> [To do]
Reproduce the lines below, replacing every occurrence of "tree trunk" with "tree branch" and leaving everything else unchanged.

--------

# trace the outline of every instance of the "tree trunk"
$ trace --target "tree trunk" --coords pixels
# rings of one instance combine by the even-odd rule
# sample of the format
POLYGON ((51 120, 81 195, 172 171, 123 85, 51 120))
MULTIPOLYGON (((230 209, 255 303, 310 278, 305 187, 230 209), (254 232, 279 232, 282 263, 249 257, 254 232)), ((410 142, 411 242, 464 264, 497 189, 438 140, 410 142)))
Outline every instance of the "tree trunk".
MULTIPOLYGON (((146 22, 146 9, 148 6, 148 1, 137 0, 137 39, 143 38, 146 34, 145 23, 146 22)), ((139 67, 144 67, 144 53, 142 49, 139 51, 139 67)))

--------

> [Finished task]
# trace the outline of every instance of the "tree branch"
$ trace --target "tree branch" --coords pixels
# rings of one instance combine by the even-odd rule
# sample of the format
POLYGON ((51 120, 81 195, 172 171, 123 85, 51 120))
MULTIPOLYGON (((230 209, 255 303, 310 278, 305 187, 230 209), (254 232, 279 232, 282 263, 249 257, 254 232)), ((410 142, 411 242, 464 264, 497 189, 438 140, 410 142)))
Outline every instance of the "tree branch".
MULTIPOLYGON (((146 22, 146 9, 148 6, 148 1, 137 0, 137 39, 143 38, 146 34, 145 23, 146 22)), ((139 67, 144 67, 144 53, 142 49, 139 51, 139 67)))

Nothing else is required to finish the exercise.